EXERCISE GOAL
Both the line containing "rock outcrop, the" and the last line of the listing are included: write out exactly the lines from one to the other.

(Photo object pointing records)
=====

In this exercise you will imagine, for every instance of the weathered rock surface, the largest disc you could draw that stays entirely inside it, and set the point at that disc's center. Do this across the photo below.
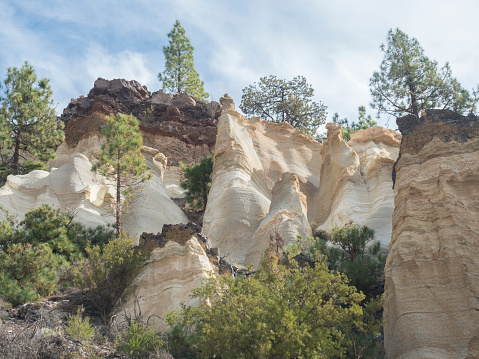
(72, 186)
(270, 176)
(179, 126)
(178, 262)
(431, 307)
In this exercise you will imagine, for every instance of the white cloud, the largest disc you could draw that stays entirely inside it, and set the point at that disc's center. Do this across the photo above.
(335, 45)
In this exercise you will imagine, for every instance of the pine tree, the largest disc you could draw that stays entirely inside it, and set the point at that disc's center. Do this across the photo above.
(121, 159)
(278, 100)
(197, 182)
(29, 129)
(408, 81)
(180, 74)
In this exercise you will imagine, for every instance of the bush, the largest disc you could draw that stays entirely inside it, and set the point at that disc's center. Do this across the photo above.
(106, 273)
(351, 250)
(33, 250)
(27, 272)
(79, 327)
(197, 182)
(139, 340)
(355, 253)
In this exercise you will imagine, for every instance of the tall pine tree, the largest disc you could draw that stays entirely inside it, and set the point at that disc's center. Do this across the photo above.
(29, 130)
(180, 74)
(408, 81)
(121, 159)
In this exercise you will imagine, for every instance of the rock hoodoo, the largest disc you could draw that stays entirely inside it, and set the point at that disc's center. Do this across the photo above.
(431, 305)
(179, 259)
(270, 177)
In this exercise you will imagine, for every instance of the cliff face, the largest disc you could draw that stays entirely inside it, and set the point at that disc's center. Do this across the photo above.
(73, 186)
(270, 178)
(177, 263)
(179, 126)
(355, 182)
(431, 305)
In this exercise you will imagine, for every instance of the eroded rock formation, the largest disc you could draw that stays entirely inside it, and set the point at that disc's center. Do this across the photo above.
(431, 300)
(74, 187)
(179, 260)
(269, 177)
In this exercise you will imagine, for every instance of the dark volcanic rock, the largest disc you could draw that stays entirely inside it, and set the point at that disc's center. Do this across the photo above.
(180, 126)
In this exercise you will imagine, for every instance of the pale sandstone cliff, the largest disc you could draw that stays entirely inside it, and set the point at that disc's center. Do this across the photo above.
(356, 180)
(431, 307)
(177, 264)
(335, 182)
(174, 128)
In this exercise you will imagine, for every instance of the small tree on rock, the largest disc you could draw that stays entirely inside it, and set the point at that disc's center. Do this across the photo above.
(279, 100)
(29, 129)
(364, 121)
(408, 81)
(180, 74)
(197, 182)
(121, 159)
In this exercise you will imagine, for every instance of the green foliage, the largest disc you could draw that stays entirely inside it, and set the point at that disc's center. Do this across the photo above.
(121, 159)
(364, 121)
(283, 312)
(279, 100)
(28, 271)
(28, 124)
(79, 328)
(180, 74)
(139, 340)
(408, 81)
(197, 182)
(106, 273)
(354, 253)
(33, 250)
(54, 227)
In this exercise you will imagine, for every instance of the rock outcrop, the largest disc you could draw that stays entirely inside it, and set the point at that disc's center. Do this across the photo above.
(431, 307)
(73, 186)
(179, 260)
(179, 126)
(270, 178)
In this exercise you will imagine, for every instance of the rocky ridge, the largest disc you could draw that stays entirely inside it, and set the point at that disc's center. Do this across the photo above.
(270, 178)
(431, 292)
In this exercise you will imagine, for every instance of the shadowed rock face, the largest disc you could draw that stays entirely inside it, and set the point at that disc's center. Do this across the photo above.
(179, 126)
(431, 305)
(270, 178)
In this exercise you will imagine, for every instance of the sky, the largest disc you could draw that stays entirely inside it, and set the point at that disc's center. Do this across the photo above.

=====

TASK ANSWER
In this exercise you will imagine, for every instance of the rock outcrop, the largest disc you could draw that stays entirely inside it, and set the point at that disc's center. Do this across the photo above.
(431, 307)
(73, 186)
(179, 260)
(179, 126)
(270, 178)
In this exercise you will imagine, for every instance of the rocky ridge, the largest disc you could draw that stays entirely inside it, and set the point at that disc's center. Do this across the photo above.
(270, 178)
(431, 292)
In this exercise you will imagine, for every instance of the shadowed rock face, the largest disc you could draw that stays entirely inside it, and set the point at that disc's center. Do this across the photo above.
(179, 126)
(431, 305)
(270, 178)
In this exercise you will imagine, for every instance of the sky, the largest disc you could draw that stays entirely inside it, and set the point at that disc's center. Do this across the photo above.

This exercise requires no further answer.